What to work on: Rewrite the rows from the line holding "query: the noun phrase to segment: **display" through the line holding "M 87 0 L 87 90 L 142 92 L 169 87 L 167 0 Z", inclusive, swapping "price label" for "price tag" and leaving everything else as it is.

Segmentation annotation records
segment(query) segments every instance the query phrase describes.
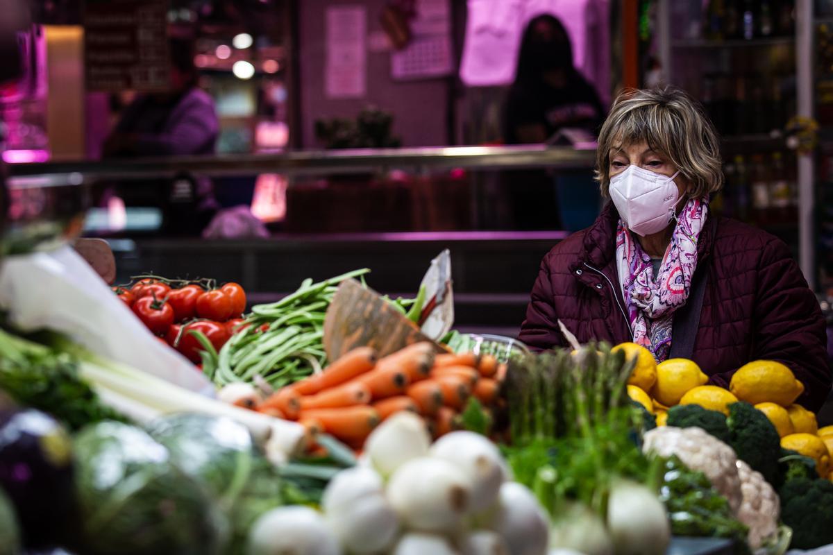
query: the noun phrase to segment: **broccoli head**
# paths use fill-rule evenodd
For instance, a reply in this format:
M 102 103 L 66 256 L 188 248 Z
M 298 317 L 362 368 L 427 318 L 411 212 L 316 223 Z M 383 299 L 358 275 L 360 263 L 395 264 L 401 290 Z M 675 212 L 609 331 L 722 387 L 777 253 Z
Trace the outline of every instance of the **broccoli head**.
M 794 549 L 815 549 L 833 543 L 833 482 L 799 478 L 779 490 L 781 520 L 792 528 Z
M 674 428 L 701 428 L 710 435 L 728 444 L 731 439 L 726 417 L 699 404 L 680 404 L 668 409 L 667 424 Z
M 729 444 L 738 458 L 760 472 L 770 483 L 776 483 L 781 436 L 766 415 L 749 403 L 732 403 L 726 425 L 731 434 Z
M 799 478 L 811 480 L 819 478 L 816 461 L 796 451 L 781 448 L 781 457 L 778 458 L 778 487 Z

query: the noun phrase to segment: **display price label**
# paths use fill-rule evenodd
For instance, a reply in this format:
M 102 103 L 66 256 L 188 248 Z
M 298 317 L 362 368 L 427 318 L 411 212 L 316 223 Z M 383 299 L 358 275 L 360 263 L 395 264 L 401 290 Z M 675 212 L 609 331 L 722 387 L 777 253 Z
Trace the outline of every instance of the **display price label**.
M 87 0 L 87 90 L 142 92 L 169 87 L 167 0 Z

---

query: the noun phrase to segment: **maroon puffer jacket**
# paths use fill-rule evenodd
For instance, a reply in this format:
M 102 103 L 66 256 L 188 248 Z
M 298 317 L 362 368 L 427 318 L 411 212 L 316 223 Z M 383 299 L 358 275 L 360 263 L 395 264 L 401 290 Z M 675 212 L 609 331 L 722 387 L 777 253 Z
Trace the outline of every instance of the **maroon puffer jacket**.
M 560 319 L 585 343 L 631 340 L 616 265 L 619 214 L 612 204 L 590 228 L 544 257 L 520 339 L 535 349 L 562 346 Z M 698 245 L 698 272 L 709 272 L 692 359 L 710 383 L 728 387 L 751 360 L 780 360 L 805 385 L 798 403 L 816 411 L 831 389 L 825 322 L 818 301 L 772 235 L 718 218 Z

Answer to the exercise:
query: the noun phrase to segment: **display price tag**
# paths use fill-rule evenodd
For instance, a reply in this format:
M 102 103 L 66 256 L 188 248 Z
M 298 317 L 362 368 L 427 318 L 411 212 L 316 223 Z M 383 299 L 358 275 L 360 263 L 395 264 L 401 290 Z M 675 212 L 609 331 L 722 387 L 777 253 Z
Trace the outline of every instance of the **display price tag**.
M 87 0 L 87 90 L 142 92 L 169 87 L 167 0 Z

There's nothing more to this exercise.